* Exercise requirements
Copy out the entries from the line holding "Provide the segmentation of every instance of the thumbs-up" through the line holding "108), (253, 104)]", inclusive, reproducing them with no changes.

* Data for this task
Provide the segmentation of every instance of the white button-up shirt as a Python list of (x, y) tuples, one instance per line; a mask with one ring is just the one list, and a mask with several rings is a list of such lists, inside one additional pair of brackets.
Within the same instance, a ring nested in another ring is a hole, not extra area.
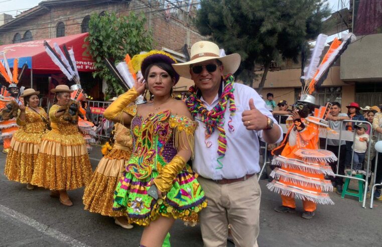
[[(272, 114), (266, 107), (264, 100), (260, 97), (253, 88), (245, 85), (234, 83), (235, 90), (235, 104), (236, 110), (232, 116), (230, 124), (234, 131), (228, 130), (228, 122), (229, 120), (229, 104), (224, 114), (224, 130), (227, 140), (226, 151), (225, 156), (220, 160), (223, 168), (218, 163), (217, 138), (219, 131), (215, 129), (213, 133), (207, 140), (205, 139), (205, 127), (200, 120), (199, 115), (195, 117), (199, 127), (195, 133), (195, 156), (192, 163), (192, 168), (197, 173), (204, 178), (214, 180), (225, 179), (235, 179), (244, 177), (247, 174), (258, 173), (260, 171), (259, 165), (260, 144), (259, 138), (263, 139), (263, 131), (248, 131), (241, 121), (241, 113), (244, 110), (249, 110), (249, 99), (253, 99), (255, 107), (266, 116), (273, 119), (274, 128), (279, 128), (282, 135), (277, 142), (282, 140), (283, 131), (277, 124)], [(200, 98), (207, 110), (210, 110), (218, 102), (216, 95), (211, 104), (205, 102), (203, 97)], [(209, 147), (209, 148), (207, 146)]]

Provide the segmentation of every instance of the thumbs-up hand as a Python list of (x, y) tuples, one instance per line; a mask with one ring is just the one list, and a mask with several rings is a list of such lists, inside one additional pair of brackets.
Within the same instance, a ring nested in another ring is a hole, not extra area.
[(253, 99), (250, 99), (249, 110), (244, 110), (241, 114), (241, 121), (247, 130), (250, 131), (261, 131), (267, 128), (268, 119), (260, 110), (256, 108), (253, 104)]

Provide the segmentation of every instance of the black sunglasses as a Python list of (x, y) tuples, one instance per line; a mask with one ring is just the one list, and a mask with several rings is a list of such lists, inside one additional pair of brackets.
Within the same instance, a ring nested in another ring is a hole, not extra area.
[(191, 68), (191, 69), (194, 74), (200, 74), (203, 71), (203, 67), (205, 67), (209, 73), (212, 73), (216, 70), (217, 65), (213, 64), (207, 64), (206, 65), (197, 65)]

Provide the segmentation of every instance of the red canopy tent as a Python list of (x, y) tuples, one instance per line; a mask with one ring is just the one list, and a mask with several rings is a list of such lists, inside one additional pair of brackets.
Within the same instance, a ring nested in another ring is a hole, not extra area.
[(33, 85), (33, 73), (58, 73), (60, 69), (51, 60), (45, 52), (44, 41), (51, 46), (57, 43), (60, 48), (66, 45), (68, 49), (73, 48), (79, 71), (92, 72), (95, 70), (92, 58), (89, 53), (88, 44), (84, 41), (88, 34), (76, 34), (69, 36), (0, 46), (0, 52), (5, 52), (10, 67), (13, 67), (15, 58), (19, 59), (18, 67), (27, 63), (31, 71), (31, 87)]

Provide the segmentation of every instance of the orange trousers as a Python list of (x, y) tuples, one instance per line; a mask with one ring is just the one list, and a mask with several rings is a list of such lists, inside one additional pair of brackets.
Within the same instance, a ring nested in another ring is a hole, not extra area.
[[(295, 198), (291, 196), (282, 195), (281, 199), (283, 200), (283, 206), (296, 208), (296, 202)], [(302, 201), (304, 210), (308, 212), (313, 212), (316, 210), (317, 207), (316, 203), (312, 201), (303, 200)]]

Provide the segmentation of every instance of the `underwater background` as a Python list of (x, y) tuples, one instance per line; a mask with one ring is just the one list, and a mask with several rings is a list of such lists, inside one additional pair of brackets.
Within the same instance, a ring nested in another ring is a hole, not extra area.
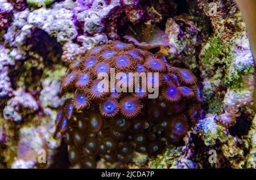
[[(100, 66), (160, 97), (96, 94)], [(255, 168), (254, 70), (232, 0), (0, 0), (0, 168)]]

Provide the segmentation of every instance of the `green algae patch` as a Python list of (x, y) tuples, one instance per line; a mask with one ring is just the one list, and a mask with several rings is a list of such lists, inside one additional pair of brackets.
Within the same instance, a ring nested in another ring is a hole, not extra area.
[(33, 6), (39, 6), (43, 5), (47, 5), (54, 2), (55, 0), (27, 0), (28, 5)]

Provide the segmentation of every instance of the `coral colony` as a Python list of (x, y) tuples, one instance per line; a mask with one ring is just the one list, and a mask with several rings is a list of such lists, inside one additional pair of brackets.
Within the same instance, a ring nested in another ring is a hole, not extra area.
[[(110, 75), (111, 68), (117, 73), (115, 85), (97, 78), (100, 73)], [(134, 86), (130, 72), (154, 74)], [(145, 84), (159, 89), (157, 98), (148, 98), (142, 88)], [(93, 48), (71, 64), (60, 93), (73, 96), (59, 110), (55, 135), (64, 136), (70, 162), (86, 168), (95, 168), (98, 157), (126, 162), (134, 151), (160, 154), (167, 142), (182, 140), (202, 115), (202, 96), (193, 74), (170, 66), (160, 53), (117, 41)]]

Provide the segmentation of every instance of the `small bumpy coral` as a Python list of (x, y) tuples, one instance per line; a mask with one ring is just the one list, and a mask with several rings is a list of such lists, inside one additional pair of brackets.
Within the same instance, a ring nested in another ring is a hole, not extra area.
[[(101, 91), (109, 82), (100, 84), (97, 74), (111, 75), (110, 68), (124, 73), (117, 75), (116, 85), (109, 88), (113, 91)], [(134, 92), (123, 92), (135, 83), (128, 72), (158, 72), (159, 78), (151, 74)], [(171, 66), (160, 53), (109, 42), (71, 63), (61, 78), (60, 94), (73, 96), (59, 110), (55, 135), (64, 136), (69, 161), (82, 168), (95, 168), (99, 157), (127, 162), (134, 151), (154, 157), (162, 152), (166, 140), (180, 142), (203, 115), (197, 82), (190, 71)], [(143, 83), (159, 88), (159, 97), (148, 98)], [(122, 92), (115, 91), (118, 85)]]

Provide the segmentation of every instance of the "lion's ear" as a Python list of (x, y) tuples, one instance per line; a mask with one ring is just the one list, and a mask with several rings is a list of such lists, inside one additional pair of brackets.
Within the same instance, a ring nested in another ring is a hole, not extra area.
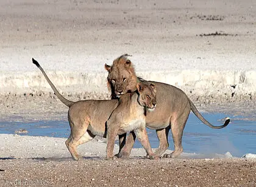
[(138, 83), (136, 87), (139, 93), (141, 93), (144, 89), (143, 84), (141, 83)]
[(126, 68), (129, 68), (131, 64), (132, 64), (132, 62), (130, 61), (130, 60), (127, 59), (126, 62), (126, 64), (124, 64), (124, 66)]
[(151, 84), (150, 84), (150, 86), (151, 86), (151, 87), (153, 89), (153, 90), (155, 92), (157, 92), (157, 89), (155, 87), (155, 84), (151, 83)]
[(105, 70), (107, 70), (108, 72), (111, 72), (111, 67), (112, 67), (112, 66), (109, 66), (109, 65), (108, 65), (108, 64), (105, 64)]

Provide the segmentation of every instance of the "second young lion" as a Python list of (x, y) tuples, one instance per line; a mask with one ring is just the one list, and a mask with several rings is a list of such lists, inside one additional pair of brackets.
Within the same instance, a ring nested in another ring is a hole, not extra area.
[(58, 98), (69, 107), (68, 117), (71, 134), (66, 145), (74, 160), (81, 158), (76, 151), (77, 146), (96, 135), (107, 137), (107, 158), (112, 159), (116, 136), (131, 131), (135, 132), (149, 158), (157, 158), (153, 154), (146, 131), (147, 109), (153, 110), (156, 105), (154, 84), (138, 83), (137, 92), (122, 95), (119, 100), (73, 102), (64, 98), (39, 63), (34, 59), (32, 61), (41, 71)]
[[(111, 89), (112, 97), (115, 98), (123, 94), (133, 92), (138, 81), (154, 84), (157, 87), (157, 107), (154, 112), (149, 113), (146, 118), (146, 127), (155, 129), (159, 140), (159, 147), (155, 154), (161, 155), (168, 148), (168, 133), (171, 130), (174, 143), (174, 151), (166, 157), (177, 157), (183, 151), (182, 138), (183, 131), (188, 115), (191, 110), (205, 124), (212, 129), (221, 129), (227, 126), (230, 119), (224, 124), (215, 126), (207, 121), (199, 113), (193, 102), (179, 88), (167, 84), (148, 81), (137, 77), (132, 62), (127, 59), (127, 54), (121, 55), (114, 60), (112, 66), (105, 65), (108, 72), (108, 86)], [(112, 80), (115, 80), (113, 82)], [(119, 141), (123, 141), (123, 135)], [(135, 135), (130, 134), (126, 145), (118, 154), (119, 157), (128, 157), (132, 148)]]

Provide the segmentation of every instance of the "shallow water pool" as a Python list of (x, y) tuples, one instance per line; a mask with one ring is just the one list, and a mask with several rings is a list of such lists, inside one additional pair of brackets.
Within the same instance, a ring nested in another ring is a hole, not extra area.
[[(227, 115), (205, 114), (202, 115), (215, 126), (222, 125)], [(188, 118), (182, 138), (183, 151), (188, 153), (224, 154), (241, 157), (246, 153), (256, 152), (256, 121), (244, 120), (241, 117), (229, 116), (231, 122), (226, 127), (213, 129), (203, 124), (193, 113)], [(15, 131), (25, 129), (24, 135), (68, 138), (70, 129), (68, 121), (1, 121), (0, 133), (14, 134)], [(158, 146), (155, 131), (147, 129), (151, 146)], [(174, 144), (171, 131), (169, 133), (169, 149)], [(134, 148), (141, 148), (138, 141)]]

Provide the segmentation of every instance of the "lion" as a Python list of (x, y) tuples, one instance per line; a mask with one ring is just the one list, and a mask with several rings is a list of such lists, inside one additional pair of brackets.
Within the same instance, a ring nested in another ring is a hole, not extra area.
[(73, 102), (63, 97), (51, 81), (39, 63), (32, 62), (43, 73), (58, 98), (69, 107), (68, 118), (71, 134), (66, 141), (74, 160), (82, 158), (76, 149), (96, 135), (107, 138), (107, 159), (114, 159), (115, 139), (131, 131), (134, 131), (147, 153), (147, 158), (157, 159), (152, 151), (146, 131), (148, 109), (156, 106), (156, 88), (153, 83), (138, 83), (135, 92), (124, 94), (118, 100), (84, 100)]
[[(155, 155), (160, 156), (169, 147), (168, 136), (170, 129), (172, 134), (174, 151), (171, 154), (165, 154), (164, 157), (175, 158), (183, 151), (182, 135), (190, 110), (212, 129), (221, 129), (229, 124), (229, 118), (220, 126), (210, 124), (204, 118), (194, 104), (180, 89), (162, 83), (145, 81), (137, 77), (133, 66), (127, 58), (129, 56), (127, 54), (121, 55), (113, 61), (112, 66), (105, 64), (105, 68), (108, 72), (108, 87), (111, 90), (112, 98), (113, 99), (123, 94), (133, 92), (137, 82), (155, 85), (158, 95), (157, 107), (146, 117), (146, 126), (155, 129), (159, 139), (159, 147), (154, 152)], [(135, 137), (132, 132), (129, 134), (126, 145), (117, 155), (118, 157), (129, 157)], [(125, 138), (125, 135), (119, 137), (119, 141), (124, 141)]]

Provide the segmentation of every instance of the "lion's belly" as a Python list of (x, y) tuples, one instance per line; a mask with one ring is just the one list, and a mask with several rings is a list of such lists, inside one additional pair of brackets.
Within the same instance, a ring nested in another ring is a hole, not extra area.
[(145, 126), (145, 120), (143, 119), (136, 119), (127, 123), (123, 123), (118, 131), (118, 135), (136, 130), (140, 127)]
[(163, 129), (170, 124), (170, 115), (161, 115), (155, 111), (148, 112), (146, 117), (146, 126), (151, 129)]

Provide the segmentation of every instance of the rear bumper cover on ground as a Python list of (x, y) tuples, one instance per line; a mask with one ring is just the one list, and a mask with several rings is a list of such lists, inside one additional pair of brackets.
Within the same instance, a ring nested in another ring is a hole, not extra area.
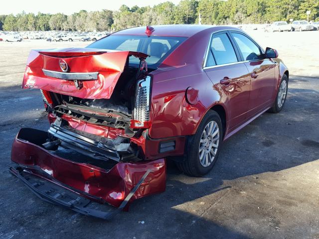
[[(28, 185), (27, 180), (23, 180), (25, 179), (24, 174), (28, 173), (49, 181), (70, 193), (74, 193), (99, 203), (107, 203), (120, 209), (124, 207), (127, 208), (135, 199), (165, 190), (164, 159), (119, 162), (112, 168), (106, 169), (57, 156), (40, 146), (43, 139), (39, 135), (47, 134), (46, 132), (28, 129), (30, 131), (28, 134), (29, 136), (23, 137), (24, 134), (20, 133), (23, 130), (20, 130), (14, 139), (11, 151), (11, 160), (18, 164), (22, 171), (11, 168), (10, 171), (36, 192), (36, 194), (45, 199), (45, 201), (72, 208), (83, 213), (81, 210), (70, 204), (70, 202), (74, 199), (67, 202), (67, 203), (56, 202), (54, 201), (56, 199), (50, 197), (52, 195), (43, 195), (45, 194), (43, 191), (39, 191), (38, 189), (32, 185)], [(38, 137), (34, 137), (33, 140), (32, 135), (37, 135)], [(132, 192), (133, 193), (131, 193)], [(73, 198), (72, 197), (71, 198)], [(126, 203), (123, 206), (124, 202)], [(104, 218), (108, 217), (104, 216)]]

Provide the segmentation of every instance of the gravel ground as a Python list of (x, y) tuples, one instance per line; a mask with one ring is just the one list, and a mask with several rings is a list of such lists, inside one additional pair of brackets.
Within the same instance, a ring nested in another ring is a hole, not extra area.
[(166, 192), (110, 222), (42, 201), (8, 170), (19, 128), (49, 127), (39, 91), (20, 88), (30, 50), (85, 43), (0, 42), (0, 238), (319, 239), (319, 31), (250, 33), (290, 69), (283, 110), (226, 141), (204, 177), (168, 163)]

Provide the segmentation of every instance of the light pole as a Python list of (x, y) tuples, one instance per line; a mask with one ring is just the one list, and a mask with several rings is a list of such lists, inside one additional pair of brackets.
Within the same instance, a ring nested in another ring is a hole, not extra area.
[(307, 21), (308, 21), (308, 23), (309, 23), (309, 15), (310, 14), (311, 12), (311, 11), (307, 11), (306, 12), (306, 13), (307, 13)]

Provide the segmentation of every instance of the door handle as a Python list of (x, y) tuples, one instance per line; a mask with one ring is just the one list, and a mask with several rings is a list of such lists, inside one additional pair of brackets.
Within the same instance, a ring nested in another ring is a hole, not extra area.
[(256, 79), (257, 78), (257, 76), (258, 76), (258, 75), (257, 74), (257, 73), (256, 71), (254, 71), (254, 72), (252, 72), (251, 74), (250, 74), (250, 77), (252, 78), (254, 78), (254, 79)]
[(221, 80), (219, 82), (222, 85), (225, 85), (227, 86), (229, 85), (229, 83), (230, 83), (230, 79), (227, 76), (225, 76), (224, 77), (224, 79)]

* Answer in full
Provide the segmentation of every instance of the thumbs-up hand as a Python list of (x, y) tuples, one instance per line; a mask with one ring is just the one list, and a mask with several rings is a list of such lists, inside one additional pair of brackets.
Within the same instance, a ring nested in another ring is a hole, not extra area.
[(253, 99), (250, 99), (249, 110), (244, 110), (241, 114), (241, 121), (247, 130), (250, 131), (261, 131), (267, 128), (268, 119), (260, 110), (256, 108), (253, 104)]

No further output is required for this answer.